*WRITTEN EXERCISE*: Extract every line from the rows below that contains the word "window".
——
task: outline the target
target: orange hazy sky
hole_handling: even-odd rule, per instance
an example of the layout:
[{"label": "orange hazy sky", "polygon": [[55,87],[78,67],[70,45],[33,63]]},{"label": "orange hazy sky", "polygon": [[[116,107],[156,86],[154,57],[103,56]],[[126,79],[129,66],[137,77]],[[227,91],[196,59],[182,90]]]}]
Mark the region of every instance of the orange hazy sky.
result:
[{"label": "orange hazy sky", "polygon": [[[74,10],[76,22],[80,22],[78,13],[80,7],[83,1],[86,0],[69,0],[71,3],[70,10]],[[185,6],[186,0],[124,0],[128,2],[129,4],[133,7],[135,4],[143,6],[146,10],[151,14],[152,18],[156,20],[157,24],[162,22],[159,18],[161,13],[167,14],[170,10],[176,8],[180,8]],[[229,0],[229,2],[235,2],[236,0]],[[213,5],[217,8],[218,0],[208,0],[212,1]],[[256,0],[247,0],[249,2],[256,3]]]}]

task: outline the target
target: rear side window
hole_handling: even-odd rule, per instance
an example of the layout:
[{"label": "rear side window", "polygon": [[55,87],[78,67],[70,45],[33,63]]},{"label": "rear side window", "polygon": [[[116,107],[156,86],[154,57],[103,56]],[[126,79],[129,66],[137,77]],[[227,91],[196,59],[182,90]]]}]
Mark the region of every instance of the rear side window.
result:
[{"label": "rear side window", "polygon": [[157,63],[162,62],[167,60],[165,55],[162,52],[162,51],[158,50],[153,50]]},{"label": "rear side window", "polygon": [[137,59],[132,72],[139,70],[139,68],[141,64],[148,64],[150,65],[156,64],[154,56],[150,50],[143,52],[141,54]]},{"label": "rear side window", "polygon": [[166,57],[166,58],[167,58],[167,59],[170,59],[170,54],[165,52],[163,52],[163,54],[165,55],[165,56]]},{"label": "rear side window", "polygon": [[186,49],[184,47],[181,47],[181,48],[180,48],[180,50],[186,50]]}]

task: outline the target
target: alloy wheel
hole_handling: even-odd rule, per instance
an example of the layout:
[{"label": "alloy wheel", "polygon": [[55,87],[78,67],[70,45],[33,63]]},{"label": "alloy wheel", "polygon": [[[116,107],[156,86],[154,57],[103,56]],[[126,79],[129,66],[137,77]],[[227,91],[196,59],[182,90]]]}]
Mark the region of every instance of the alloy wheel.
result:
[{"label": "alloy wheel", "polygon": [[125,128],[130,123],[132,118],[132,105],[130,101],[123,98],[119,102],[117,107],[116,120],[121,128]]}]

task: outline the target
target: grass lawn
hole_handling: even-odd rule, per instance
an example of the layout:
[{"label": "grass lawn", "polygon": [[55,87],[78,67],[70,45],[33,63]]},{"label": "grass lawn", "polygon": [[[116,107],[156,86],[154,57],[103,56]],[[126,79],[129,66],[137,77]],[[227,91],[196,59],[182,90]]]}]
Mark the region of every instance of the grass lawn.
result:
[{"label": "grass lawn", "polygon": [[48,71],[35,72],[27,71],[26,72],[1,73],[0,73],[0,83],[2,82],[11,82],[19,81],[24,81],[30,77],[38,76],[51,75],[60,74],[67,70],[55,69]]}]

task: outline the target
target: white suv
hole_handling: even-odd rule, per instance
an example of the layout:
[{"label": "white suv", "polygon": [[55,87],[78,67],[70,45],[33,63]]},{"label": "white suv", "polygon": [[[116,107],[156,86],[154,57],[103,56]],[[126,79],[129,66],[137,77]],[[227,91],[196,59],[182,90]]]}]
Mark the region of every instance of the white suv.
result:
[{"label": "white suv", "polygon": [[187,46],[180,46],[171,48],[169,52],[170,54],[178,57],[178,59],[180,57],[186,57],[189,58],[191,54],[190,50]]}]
——
*SOLUTION FOR THIS EXERCISE*:
target: rear side window
[{"label": "rear side window", "polygon": [[55,87],[78,67],[70,45],[33,63]]},{"label": "rear side window", "polygon": [[[116,107],[156,86],[154,57],[103,56]],[[126,79],[129,66],[137,77]],[[227,91],[196,59],[182,90]]]}]
Mark the region of every instance of the rear side window.
[{"label": "rear side window", "polygon": [[157,63],[162,62],[167,60],[165,55],[162,52],[162,51],[158,50],[153,50]]},{"label": "rear side window", "polygon": [[137,59],[132,72],[139,70],[139,68],[141,64],[148,64],[150,65],[156,64],[154,56],[150,50],[143,52],[141,54]]},{"label": "rear side window", "polygon": [[166,57],[166,58],[167,58],[167,59],[170,59],[170,54],[165,52],[163,52],[163,54],[165,55],[165,56]]},{"label": "rear side window", "polygon": [[186,49],[184,47],[181,47],[181,48],[180,48],[180,50],[186,50]]}]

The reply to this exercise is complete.